#### GIVEN EXERCISE:
Copy the material below without any changes, starting at the line that contains "task: segment the red telephone booth" and ending at the line that contains "POLYGON ((314 511, 321", with both of those lines included.

#### EXTRACTED ENTRIES:
···

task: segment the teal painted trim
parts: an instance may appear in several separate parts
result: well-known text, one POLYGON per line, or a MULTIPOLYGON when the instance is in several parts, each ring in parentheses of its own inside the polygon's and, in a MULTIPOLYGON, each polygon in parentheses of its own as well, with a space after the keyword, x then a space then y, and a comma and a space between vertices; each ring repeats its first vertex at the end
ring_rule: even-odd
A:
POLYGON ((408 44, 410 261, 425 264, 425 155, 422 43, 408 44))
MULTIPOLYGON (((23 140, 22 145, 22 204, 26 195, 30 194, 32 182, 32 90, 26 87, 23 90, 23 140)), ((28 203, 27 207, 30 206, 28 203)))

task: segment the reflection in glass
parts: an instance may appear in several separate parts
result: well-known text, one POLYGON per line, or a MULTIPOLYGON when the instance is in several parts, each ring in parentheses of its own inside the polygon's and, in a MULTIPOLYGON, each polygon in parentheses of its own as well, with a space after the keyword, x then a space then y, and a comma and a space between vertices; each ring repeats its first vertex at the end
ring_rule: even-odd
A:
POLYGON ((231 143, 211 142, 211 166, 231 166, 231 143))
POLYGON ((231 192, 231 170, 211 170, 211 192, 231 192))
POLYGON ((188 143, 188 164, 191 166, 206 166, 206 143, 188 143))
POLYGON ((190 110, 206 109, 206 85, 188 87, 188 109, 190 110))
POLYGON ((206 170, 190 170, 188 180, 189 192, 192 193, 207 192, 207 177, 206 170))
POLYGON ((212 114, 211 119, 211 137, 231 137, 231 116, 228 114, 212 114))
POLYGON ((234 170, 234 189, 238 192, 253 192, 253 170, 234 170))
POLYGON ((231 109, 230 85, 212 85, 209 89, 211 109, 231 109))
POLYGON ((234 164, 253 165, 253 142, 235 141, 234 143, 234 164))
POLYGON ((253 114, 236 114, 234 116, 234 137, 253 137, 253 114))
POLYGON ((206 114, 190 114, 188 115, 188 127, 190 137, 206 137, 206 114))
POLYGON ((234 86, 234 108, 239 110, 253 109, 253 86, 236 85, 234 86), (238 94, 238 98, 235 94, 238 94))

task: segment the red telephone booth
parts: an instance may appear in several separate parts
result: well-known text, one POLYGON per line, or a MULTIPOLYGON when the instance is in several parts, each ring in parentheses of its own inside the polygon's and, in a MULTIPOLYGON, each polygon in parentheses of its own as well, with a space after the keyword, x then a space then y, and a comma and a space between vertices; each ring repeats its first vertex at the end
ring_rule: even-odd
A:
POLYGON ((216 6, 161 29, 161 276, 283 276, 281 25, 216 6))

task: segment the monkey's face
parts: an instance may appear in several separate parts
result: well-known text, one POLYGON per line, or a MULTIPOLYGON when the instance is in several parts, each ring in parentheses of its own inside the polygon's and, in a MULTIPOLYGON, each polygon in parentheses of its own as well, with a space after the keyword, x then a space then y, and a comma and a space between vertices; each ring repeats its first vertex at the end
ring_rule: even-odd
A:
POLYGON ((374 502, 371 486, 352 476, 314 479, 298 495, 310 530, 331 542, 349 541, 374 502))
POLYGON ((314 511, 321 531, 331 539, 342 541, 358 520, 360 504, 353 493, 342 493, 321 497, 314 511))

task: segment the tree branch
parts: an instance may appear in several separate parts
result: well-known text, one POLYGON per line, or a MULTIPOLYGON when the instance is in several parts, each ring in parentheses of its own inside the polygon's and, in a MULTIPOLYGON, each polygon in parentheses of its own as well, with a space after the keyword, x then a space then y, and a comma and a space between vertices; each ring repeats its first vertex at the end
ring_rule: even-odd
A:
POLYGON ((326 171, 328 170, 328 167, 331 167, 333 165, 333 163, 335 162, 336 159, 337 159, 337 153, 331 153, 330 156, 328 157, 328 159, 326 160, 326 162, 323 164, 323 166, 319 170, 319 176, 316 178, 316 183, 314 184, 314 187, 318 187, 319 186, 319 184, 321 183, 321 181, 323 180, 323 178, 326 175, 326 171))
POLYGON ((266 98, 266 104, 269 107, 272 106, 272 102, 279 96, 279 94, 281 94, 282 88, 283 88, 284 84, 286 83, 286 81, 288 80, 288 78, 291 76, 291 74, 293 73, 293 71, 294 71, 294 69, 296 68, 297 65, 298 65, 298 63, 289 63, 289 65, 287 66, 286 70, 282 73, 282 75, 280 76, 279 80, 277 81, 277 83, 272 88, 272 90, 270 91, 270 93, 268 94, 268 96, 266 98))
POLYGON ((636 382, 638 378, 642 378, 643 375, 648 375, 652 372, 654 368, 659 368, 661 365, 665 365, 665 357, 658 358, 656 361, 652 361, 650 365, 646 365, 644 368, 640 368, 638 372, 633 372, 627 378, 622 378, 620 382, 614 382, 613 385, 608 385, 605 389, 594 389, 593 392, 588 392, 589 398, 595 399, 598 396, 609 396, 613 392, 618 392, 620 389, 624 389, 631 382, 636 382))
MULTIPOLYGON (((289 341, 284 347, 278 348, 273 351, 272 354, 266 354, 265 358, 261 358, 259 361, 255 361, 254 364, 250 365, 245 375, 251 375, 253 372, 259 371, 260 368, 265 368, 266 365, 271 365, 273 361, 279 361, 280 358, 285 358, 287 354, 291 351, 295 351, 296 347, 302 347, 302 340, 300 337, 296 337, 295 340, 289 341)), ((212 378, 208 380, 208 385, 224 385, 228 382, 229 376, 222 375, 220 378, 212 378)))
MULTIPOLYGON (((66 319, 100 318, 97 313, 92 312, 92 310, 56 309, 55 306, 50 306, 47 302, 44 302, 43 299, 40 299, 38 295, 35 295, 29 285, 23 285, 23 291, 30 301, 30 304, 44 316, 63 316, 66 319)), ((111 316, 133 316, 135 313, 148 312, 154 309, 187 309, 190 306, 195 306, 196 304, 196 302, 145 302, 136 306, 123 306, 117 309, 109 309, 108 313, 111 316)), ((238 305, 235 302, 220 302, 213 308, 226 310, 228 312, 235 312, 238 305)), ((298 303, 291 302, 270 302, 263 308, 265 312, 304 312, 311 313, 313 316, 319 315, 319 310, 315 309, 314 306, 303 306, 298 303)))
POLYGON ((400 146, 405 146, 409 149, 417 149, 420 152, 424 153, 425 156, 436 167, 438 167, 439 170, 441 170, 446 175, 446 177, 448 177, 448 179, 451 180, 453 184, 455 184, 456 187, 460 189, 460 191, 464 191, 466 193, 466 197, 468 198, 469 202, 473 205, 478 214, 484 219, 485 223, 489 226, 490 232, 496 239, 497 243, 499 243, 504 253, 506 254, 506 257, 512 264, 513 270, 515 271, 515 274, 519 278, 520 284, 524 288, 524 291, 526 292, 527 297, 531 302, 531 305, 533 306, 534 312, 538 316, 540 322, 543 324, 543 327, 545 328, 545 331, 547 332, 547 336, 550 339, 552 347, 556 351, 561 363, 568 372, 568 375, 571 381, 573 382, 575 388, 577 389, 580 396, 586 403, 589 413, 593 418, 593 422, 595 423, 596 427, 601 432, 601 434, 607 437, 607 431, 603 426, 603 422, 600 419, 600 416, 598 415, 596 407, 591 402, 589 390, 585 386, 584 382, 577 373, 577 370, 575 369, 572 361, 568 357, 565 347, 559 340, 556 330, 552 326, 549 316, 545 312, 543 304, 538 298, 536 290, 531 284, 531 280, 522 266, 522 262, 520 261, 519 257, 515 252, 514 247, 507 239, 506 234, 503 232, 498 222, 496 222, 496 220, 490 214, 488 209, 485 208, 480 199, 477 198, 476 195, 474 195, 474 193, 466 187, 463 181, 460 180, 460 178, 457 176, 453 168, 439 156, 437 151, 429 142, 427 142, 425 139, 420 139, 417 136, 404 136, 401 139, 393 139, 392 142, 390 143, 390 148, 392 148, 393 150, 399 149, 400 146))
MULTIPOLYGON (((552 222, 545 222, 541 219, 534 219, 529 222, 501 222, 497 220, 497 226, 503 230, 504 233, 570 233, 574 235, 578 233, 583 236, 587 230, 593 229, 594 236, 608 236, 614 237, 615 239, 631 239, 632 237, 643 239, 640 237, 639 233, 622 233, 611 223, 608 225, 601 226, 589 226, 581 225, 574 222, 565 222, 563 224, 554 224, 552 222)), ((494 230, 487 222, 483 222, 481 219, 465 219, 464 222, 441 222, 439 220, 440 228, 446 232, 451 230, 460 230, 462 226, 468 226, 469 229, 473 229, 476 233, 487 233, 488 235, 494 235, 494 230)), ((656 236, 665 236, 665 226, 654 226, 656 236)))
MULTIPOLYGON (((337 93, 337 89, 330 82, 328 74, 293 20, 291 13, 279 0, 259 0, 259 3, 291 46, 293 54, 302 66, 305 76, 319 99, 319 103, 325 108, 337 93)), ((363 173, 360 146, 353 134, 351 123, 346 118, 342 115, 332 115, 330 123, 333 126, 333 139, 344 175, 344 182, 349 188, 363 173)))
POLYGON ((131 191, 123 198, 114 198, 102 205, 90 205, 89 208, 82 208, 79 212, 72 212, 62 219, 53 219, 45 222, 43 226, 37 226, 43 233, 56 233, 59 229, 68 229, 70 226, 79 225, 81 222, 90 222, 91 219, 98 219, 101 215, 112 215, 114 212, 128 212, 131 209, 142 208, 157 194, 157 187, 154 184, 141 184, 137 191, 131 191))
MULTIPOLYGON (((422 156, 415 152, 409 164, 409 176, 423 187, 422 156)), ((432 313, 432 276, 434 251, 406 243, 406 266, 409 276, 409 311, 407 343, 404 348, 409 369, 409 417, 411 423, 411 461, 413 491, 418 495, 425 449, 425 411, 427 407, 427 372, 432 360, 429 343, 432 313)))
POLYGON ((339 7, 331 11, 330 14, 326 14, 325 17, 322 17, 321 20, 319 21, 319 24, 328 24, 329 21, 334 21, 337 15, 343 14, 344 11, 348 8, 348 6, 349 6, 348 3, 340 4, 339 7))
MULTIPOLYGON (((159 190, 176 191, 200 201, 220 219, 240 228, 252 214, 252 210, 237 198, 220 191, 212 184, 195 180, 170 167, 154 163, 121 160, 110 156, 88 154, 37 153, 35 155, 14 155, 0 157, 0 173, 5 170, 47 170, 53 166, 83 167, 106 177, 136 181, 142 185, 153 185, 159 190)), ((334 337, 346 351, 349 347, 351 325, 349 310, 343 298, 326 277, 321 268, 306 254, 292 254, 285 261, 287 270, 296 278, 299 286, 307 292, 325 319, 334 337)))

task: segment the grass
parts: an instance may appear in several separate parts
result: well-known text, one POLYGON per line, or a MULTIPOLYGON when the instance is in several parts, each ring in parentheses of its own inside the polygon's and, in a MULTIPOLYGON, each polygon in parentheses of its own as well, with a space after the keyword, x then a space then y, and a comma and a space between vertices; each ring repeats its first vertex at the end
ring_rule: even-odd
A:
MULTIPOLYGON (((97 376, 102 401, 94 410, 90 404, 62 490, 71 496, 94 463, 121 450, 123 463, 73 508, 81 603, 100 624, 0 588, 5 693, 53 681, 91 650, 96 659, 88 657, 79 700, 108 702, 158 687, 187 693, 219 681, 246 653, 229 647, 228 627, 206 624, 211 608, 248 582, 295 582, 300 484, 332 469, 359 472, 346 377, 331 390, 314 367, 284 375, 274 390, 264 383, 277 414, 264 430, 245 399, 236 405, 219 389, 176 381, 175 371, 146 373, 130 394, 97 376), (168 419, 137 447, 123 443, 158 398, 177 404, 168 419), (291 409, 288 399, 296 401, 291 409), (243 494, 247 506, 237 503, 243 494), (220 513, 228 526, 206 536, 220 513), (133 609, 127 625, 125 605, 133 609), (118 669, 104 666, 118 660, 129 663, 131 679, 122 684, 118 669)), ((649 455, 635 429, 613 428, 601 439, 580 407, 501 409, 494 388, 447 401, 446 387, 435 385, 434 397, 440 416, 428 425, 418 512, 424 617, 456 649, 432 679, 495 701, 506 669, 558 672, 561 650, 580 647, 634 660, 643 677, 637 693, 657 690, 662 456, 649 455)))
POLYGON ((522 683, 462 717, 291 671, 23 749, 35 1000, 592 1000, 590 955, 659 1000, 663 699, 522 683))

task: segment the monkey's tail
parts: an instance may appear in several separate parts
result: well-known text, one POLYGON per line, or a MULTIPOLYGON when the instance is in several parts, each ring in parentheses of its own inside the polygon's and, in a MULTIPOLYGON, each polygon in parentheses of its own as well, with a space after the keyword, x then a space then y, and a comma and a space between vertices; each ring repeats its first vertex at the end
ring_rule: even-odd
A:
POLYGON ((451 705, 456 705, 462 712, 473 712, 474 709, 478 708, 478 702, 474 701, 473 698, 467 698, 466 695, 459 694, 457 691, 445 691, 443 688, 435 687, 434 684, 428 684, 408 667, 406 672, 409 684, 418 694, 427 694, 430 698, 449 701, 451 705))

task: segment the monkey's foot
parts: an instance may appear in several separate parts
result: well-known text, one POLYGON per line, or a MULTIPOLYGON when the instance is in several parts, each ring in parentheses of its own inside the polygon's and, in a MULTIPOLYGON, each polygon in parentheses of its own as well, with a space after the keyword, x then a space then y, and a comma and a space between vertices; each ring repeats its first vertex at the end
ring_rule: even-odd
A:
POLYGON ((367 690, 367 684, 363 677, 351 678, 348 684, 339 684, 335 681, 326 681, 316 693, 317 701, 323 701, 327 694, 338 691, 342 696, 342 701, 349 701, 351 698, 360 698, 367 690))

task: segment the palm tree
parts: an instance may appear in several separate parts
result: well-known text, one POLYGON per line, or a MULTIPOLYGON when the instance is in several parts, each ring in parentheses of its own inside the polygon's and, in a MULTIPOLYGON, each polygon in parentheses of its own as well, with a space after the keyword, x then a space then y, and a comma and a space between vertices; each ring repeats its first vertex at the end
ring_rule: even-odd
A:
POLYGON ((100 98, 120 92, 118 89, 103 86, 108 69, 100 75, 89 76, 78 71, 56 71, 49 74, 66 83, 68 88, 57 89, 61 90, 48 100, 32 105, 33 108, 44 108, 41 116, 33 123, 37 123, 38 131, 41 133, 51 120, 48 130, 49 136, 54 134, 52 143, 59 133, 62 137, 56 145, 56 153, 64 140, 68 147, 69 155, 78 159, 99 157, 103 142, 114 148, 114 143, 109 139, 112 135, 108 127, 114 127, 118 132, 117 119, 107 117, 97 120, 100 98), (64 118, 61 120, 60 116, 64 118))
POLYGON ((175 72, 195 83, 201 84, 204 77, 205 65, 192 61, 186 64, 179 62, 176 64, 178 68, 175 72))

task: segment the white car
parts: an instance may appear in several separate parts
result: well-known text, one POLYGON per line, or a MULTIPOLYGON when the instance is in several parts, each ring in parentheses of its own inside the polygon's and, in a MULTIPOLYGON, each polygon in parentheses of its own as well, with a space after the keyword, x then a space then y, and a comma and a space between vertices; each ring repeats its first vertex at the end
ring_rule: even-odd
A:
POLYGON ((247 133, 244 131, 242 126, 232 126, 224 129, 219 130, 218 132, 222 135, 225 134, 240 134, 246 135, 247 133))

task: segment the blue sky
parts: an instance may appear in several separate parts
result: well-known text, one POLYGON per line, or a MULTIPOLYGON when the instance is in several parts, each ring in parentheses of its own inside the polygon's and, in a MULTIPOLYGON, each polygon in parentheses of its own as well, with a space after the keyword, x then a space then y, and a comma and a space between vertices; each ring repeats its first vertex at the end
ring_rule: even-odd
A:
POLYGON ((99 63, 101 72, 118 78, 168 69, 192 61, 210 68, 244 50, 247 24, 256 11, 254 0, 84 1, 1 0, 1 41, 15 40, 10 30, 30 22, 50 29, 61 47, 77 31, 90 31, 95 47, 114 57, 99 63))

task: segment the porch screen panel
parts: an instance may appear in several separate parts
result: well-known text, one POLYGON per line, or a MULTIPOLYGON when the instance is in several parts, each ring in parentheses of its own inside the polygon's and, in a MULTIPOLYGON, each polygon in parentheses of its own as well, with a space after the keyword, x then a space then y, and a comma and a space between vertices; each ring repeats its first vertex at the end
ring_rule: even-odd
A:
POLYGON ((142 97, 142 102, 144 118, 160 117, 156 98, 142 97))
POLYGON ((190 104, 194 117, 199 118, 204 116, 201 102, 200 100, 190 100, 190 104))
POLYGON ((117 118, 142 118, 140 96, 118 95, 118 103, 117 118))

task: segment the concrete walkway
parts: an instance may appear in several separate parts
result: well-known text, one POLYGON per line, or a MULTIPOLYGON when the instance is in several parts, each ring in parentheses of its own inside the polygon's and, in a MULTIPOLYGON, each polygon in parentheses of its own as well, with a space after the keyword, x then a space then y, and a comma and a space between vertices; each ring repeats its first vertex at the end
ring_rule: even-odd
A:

···

#### REPLY:
task: segment the red telephone booth
parts: an instance may appear in several separate parts
result: well-known text, one POLYGON per line, or a MULTIPOLYGON when the instance is in several parts, each ring in parentheses of its own inside the polygon's and, in a MULTIPOLYGON, each polygon in parentheses of its own as well, with a space after the keyword, x then a space then y, and a comma and a space between vertices; each ring repeats its first vertex at the end
ring_rule: even-odd
A:
POLYGON ((216 6, 161 29, 161 276, 283 276, 281 25, 216 6))

task: segment the monkey's face
parts: an instance may appear in several separate parts
result: well-known text, one POLYGON per line, or a MULTIPOLYGON when the instance is in several parts, each ring in parentheses of its own inside the polygon's and, in a MULTIPOLYGON, each polygon in parentheses of its own as well, with a space after the keyword, x then a space then y, and a comma and a space between vertices; each ring repeats its first vertex at the end
ring_rule: even-odd
A:
POLYGON ((374 502, 371 486, 352 476, 314 479, 298 495, 310 530, 331 542, 349 541, 374 502))
POLYGON ((314 511, 321 531, 331 539, 342 541, 358 520, 360 504, 353 493, 342 493, 321 497, 314 511))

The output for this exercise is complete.